(Detection records)
* * * * * * * * *

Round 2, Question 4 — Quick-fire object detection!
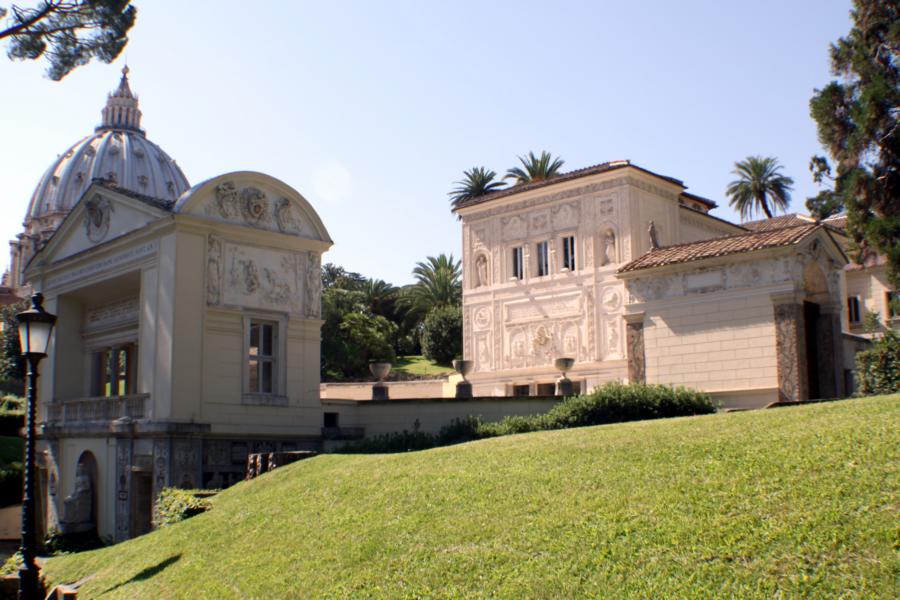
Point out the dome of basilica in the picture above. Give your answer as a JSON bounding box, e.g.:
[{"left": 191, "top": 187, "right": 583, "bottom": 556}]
[{"left": 24, "top": 67, "right": 190, "bottom": 243}]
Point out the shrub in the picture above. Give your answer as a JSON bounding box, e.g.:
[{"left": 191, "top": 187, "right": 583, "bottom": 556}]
[
  {"left": 341, "top": 383, "right": 716, "bottom": 453},
  {"left": 422, "top": 306, "right": 462, "bottom": 365},
  {"left": 856, "top": 329, "right": 900, "bottom": 396},
  {"left": 153, "top": 488, "right": 216, "bottom": 527}
]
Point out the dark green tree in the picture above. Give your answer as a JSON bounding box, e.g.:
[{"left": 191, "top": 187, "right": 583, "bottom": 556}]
[
  {"left": 725, "top": 156, "right": 794, "bottom": 221},
  {"left": 806, "top": 156, "right": 844, "bottom": 220},
  {"left": 0, "top": 300, "right": 31, "bottom": 381},
  {"left": 0, "top": 0, "right": 137, "bottom": 81},
  {"left": 400, "top": 254, "right": 462, "bottom": 320},
  {"left": 449, "top": 167, "right": 505, "bottom": 204},
  {"left": 809, "top": 0, "right": 900, "bottom": 285},
  {"left": 422, "top": 306, "right": 462, "bottom": 365},
  {"left": 504, "top": 150, "right": 565, "bottom": 184}
]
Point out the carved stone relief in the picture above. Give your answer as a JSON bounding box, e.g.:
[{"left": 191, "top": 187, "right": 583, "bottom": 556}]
[
  {"left": 774, "top": 303, "right": 807, "bottom": 402},
  {"left": 220, "top": 242, "right": 304, "bottom": 313},
  {"left": 303, "top": 252, "right": 322, "bottom": 319},
  {"left": 550, "top": 202, "right": 581, "bottom": 230},
  {"left": 204, "top": 181, "right": 312, "bottom": 235},
  {"left": 626, "top": 318, "right": 647, "bottom": 383},
  {"left": 84, "top": 194, "right": 114, "bottom": 242},
  {"left": 475, "top": 252, "right": 491, "bottom": 287},
  {"left": 206, "top": 235, "right": 225, "bottom": 305}
]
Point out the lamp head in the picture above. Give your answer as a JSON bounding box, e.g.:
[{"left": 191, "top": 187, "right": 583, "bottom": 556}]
[{"left": 16, "top": 292, "right": 56, "bottom": 358}]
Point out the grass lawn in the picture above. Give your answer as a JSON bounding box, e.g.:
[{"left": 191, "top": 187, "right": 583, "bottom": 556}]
[
  {"left": 45, "top": 395, "right": 900, "bottom": 599},
  {"left": 391, "top": 355, "right": 456, "bottom": 377}
]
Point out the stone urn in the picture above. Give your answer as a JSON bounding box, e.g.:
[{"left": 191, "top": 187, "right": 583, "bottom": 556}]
[
  {"left": 453, "top": 360, "right": 475, "bottom": 398},
  {"left": 553, "top": 358, "right": 575, "bottom": 396},
  {"left": 369, "top": 361, "right": 391, "bottom": 381},
  {"left": 369, "top": 361, "right": 391, "bottom": 400},
  {"left": 453, "top": 360, "right": 475, "bottom": 381}
]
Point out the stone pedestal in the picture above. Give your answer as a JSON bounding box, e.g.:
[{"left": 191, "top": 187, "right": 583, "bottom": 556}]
[
  {"left": 456, "top": 381, "right": 472, "bottom": 398},
  {"left": 372, "top": 383, "right": 390, "bottom": 400}
]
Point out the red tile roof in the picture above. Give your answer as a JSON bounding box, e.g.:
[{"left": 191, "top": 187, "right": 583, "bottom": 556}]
[{"left": 618, "top": 222, "right": 822, "bottom": 273}]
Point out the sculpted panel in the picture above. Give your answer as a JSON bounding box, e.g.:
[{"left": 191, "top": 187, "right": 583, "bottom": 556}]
[
  {"left": 223, "top": 243, "right": 308, "bottom": 314},
  {"left": 203, "top": 181, "right": 313, "bottom": 235}
]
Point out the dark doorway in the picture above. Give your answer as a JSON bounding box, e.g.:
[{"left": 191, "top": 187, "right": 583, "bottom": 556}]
[
  {"left": 131, "top": 471, "right": 153, "bottom": 537},
  {"left": 803, "top": 302, "right": 821, "bottom": 400}
]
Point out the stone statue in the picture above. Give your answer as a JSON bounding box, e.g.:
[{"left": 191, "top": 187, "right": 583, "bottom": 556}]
[
  {"left": 600, "top": 230, "right": 616, "bottom": 267},
  {"left": 647, "top": 221, "right": 659, "bottom": 250},
  {"left": 59, "top": 462, "right": 97, "bottom": 533},
  {"left": 475, "top": 254, "right": 488, "bottom": 287}
]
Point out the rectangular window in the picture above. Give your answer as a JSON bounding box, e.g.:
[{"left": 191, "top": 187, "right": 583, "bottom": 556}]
[
  {"left": 91, "top": 344, "right": 137, "bottom": 396},
  {"left": 537, "top": 241, "right": 550, "bottom": 277},
  {"left": 247, "top": 319, "right": 278, "bottom": 394},
  {"left": 847, "top": 296, "right": 861, "bottom": 324},
  {"left": 563, "top": 235, "right": 575, "bottom": 271},
  {"left": 513, "top": 246, "right": 525, "bottom": 279},
  {"left": 885, "top": 290, "right": 900, "bottom": 319}
]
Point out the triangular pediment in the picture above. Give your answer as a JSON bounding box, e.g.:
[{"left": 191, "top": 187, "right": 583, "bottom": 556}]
[{"left": 31, "top": 184, "right": 167, "bottom": 264}]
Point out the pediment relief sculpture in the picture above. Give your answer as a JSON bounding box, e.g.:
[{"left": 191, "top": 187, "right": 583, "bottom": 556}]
[
  {"left": 84, "top": 194, "right": 113, "bottom": 242},
  {"left": 206, "top": 181, "right": 304, "bottom": 235}
]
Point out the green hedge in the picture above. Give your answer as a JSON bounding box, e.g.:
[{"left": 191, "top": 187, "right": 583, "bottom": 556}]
[
  {"left": 856, "top": 329, "right": 900, "bottom": 396},
  {"left": 153, "top": 488, "right": 216, "bottom": 527},
  {"left": 340, "top": 383, "right": 716, "bottom": 453}
]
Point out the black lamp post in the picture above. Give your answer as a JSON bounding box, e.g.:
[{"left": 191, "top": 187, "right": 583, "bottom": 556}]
[{"left": 16, "top": 293, "right": 56, "bottom": 600}]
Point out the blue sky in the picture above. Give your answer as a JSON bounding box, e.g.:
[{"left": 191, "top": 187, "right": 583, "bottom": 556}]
[{"left": 0, "top": 0, "right": 850, "bottom": 284}]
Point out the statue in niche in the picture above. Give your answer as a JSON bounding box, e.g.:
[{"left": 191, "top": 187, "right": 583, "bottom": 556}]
[
  {"left": 59, "top": 462, "right": 97, "bottom": 533},
  {"left": 304, "top": 252, "right": 322, "bottom": 319},
  {"left": 600, "top": 229, "right": 616, "bottom": 267},
  {"left": 475, "top": 254, "right": 488, "bottom": 287},
  {"left": 206, "top": 236, "right": 222, "bottom": 304},
  {"left": 647, "top": 221, "right": 659, "bottom": 250}
]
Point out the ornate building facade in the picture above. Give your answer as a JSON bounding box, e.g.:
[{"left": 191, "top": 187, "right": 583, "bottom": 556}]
[
  {"left": 454, "top": 161, "right": 859, "bottom": 407},
  {"left": 11, "top": 73, "right": 332, "bottom": 540}
]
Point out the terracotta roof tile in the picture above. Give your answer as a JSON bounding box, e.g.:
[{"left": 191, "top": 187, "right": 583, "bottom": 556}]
[
  {"left": 741, "top": 213, "right": 816, "bottom": 231},
  {"left": 618, "top": 223, "right": 822, "bottom": 273}
]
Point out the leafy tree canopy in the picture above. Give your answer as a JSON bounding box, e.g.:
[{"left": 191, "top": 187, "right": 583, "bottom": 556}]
[
  {"left": 504, "top": 150, "right": 565, "bottom": 184},
  {"left": 725, "top": 156, "right": 794, "bottom": 221},
  {"left": 0, "top": 0, "right": 137, "bottom": 81},
  {"left": 449, "top": 167, "right": 504, "bottom": 204},
  {"left": 809, "top": 0, "right": 900, "bottom": 285}
]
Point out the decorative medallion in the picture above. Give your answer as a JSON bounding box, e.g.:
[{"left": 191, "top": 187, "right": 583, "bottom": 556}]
[{"left": 241, "top": 187, "right": 266, "bottom": 225}]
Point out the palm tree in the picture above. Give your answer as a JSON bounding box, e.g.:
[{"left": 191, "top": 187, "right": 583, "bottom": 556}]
[
  {"left": 360, "top": 279, "right": 400, "bottom": 320},
  {"left": 448, "top": 167, "right": 505, "bottom": 204},
  {"left": 399, "top": 254, "right": 462, "bottom": 319},
  {"left": 504, "top": 150, "right": 565, "bottom": 185},
  {"left": 725, "top": 156, "right": 794, "bottom": 221}
]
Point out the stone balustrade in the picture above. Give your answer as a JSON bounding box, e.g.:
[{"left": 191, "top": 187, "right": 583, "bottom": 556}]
[{"left": 47, "top": 394, "right": 152, "bottom": 424}]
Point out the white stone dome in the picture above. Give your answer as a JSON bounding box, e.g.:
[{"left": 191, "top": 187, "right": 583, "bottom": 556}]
[{"left": 24, "top": 67, "right": 191, "bottom": 241}]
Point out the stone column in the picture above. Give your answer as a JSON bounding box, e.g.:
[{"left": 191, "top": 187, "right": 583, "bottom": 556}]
[
  {"left": 816, "top": 303, "right": 846, "bottom": 398},
  {"left": 772, "top": 292, "right": 809, "bottom": 402},
  {"left": 622, "top": 312, "right": 647, "bottom": 383}
]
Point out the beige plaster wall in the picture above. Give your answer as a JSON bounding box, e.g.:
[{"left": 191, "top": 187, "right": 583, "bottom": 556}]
[
  {"left": 319, "top": 379, "right": 452, "bottom": 400},
  {"left": 843, "top": 265, "right": 891, "bottom": 334},
  {"left": 644, "top": 294, "right": 777, "bottom": 392},
  {"left": 322, "top": 398, "right": 556, "bottom": 437}
]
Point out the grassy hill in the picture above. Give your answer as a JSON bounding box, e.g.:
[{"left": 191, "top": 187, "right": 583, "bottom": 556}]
[{"left": 45, "top": 396, "right": 900, "bottom": 599}]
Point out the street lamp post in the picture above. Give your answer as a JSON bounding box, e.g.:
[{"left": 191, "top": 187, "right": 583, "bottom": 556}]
[{"left": 16, "top": 293, "right": 56, "bottom": 600}]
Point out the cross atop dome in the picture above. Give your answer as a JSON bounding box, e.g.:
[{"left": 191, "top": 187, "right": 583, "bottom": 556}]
[{"left": 97, "top": 65, "right": 144, "bottom": 133}]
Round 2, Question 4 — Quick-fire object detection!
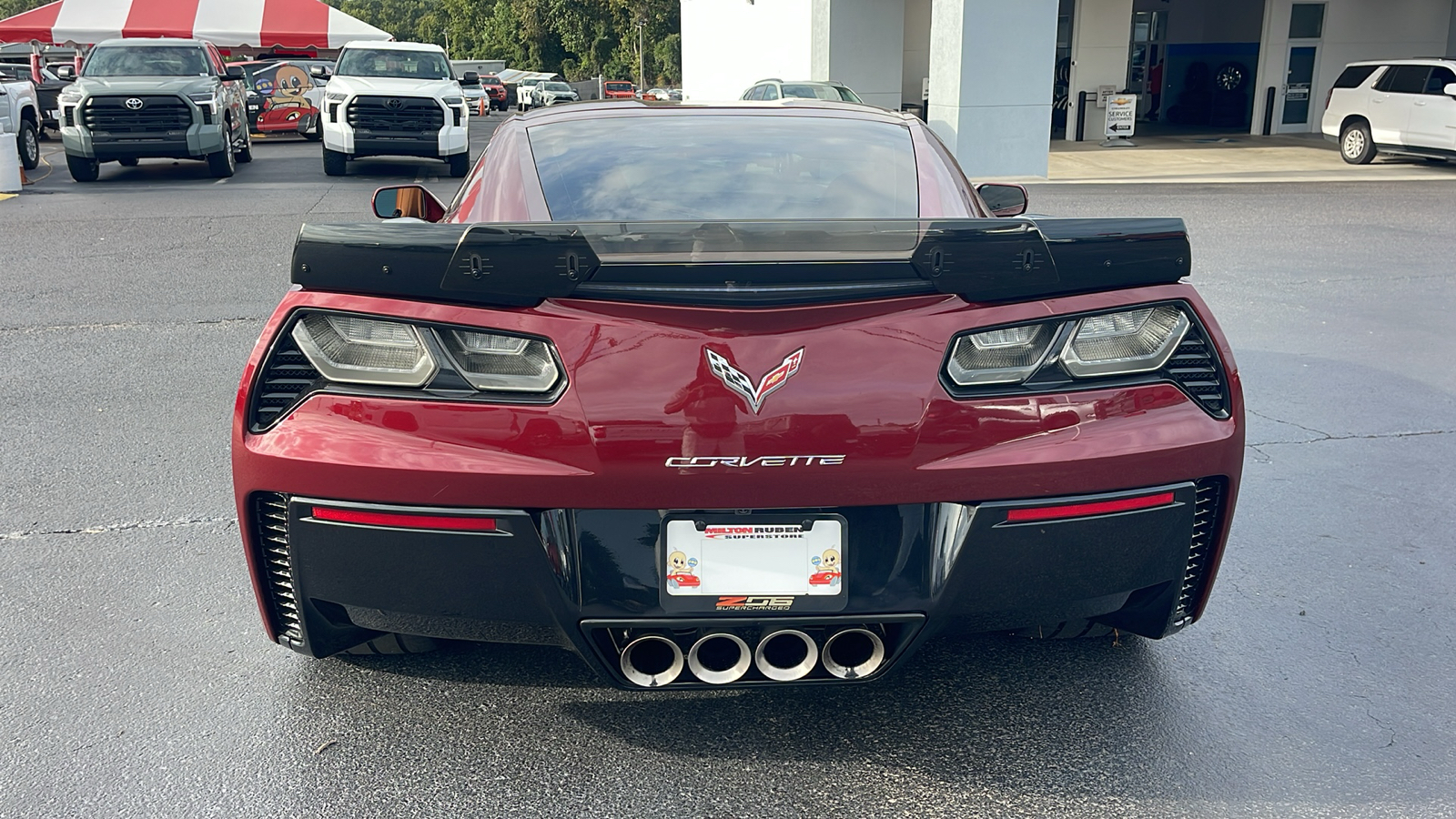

* * * * * * * * *

__CHALLENGE__. Copy the records verbatim, beginning with the line containing "Point out the white" and continuing through the end of the records. Omit the pictures from your copy.

__RESPONSE BELOW__.
Point out the white stone dome in the picture above. Give your answer as a JSON bounding box, e.g.:
[{"left": 191, "top": 187, "right": 583, "bottom": 556}]
[{"left": 24, "top": 67, "right": 191, "bottom": 241}]
Point out the stone column in the picture above. Give your answer as a JSON bounding box, e.g.:
[{"left": 191, "top": 187, "right": 583, "bottom": 556}]
[
  {"left": 816, "top": 303, "right": 846, "bottom": 398},
  {"left": 772, "top": 292, "right": 809, "bottom": 402},
  {"left": 622, "top": 312, "right": 647, "bottom": 383}
]
Point out the beige plaster wall in the picture above. Give your answer as a JSON bounding box, e.g.:
[{"left": 191, "top": 187, "right": 583, "bottom": 556}]
[
  {"left": 319, "top": 379, "right": 452, "bottom": 400},
  {"left": 843, "top": 265, "right": 891, "bottom": 334},
  {"left": 644, "top": 294, "right": 777, "bottom": 392},
  {"left": 322, "top": 398, "right": 556, "bottom": 437}
]
Point out the grassy hill in the picture above. Give your answer as a JSON bounding box, e.g.:
[{"left": 191, "top": 187, "right": 583, "bottom": 556}]
[{"left": 45, "top": 396, "right": 900, "bottom": 599}]
Point out the street lamp post in the picture above. Give your answer as a JSON bounding box, e.g.:
[{"left": 191, "top": 187, "right": 583, "bottom": 556}]
[{"left": 16, "top": 293, "right": 56, "bottom": 600}]
Point out the cross atop dome in the picture above. Give your answer as a JSON bounding box, e.g.:
[{"left": 191, "top": 187, "right": 583, "bottom": 556}]
[{"left": 97, "top": 65, "right": 144, "bottom": 133}]
Round 2, Question 4 — Quick-fire object detection!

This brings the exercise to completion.